Work instructions - Edit the entries from the start of the records through the line containing "[(299, 111), (35, 75)]", both ends included: change every "formatted like this sample" to "in the format of this sample" and leave everything else unchanged. Return only those lines.

Entries provided -
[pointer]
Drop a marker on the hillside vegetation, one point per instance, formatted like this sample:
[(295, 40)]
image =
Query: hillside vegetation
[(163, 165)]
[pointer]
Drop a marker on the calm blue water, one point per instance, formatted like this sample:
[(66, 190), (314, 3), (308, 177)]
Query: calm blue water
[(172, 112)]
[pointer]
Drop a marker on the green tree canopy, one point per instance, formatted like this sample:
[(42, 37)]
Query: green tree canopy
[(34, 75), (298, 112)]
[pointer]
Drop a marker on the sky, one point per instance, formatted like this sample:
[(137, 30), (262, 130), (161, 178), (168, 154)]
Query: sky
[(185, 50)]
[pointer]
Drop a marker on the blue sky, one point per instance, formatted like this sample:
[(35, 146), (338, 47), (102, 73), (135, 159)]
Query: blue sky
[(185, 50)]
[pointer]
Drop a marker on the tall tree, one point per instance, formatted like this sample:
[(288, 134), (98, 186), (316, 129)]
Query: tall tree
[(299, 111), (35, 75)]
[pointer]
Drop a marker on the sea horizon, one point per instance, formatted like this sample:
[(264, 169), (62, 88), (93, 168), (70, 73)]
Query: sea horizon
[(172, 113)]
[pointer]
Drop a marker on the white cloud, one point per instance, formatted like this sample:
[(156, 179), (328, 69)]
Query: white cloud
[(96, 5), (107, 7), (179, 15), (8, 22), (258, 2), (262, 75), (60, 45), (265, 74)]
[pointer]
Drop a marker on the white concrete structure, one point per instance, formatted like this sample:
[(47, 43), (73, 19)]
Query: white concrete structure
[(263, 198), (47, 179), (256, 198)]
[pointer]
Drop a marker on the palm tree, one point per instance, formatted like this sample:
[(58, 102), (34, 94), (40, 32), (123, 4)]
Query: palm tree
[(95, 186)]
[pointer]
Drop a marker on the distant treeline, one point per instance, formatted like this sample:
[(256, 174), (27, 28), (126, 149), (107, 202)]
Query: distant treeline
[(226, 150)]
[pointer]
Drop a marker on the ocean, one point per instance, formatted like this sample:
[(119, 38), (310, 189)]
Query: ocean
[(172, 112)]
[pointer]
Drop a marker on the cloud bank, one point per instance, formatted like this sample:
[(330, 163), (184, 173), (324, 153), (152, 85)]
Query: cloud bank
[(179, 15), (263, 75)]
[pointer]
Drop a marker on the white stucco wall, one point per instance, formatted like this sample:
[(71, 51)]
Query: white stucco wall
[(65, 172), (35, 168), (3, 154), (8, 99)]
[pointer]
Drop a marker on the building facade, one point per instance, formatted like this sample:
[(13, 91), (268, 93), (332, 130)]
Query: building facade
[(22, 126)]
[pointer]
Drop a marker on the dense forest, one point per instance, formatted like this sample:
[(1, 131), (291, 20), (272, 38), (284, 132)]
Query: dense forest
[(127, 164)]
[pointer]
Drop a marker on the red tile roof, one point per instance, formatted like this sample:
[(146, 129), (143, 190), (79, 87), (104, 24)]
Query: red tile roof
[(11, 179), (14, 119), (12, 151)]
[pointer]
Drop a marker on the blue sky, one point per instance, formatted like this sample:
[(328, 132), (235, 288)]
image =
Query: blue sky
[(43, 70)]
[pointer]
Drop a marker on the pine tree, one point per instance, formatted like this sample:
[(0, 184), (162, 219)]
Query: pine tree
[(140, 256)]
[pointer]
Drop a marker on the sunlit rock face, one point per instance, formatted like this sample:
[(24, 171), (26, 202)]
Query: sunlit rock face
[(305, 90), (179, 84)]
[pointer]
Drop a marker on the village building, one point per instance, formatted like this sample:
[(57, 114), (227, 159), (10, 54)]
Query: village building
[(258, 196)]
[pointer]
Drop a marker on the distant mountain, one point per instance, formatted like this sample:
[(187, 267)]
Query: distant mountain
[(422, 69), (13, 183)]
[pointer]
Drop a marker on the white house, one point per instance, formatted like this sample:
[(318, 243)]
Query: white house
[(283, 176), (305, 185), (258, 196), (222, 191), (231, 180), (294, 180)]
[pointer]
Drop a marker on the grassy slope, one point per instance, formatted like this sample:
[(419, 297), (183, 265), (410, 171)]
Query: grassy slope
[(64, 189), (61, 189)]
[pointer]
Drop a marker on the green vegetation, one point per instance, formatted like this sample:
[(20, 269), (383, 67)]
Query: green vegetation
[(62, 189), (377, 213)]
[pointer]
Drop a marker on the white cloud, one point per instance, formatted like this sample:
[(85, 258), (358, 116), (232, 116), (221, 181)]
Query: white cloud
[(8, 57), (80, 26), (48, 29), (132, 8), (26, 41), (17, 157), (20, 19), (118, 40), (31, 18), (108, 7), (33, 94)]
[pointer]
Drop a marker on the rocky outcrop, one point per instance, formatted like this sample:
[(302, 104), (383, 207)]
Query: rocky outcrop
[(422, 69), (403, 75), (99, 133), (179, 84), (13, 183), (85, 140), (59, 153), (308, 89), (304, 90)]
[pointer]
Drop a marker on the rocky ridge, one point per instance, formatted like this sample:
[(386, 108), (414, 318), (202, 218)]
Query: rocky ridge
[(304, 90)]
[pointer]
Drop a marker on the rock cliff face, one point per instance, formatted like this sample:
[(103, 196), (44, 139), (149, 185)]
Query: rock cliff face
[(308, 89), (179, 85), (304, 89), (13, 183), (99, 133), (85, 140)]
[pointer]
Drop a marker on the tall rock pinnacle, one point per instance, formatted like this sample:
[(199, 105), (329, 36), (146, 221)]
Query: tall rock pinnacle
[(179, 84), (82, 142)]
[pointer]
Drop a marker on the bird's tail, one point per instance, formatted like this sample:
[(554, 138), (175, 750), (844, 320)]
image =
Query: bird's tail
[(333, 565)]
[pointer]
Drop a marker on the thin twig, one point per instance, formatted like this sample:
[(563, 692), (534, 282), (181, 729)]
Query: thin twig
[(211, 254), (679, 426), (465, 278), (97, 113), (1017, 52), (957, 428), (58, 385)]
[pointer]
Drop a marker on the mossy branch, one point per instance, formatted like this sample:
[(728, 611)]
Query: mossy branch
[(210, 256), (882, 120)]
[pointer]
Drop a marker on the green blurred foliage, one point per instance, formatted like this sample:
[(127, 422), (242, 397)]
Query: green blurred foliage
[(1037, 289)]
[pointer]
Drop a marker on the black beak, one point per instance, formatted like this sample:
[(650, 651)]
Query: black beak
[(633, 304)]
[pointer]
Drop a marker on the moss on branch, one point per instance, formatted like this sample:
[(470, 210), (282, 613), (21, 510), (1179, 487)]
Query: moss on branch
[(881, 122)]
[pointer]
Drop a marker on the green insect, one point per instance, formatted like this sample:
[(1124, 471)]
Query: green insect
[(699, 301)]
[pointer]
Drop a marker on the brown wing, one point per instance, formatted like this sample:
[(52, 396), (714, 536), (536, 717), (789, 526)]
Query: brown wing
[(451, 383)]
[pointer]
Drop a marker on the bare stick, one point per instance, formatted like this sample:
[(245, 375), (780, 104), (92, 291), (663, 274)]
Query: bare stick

Task output -
[pointer]
Drop a marker on the hillside vegetation, one point per instance, in the format of this sample:
[(295, 40)]
image =
Query: hillside vegetation
[(163, 165)]
[pointer]
Drop a marker on the calm blue water, one point per instance, in the format of this sample:
[(66, 190), (314, 3), (308, 177)]
Query: calm blue water
[(172, 112)]
[pointer]
Drop a marker on the green tree canopy, one point per instance, in the format of this sample:
[(42, 37)]
Query: green tree canopy
[(34, 75), (298, 112)]
[pointer]
Drop a marker on the sky, one point per instance, in the format of this sample:
[(137, 30), (262, 130), (161, 178), (168, 154)]
Query: sky
[(185, 50)]
[pointer]
Drop a marker on the blue sky, one point per instance, in the format of this sample:
[(35, 146), (338, 47), (102, 73), (135, 159)]
Query: blue sky
[(185, 50)]
[pointer]
Drop a marker on the tall tree, one point per instance, in the format of this sample:
[(288, 134), (98, 186), (316, 129)]
Query: tall tree
[(299, 111), (35, 75)]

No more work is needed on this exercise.